** Opening Input material block **

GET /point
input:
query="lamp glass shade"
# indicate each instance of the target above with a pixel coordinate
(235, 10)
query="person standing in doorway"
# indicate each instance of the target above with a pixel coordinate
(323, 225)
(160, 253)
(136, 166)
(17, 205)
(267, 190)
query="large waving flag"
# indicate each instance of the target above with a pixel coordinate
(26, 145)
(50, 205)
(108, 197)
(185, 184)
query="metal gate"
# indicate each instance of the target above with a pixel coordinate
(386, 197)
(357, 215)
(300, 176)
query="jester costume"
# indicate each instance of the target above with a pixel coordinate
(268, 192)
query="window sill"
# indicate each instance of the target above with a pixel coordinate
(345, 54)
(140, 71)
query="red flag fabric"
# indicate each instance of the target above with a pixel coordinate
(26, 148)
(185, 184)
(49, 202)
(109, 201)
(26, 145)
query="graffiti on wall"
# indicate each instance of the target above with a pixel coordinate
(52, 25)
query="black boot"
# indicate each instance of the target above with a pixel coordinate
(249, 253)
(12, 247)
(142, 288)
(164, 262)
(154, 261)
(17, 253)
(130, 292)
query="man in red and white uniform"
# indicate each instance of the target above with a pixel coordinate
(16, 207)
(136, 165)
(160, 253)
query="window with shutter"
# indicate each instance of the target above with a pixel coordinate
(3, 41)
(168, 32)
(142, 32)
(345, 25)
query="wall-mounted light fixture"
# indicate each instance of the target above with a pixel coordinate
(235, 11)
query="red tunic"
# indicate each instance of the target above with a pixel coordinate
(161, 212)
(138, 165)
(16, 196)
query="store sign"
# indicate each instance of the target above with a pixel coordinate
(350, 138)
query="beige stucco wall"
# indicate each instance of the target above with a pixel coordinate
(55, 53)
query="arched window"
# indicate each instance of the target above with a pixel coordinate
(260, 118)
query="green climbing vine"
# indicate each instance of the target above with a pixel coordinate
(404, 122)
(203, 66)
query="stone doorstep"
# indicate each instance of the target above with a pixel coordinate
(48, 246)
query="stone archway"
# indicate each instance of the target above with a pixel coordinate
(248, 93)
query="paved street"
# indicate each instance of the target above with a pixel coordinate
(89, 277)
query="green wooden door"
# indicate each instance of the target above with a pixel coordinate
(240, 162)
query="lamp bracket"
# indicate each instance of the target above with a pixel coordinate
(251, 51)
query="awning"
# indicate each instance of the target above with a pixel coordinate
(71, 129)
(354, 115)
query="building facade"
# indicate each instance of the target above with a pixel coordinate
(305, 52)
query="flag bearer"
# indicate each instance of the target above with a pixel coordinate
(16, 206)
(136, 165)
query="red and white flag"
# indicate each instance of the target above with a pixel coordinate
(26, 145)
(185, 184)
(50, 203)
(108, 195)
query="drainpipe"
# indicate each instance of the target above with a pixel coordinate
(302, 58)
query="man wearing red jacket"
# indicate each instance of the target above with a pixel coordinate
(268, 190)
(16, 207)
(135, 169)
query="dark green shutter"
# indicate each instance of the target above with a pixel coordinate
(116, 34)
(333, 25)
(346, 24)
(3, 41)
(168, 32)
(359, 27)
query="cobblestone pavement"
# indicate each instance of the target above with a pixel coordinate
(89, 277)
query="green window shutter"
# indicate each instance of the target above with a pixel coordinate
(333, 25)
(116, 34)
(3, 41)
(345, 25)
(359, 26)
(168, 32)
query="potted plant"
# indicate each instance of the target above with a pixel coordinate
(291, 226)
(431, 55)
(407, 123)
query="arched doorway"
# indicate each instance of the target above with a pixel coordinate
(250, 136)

** Closing Input material block **

Problem requirements | A single number is required: the count of lines in the data above that include the word "window".

Response box | 4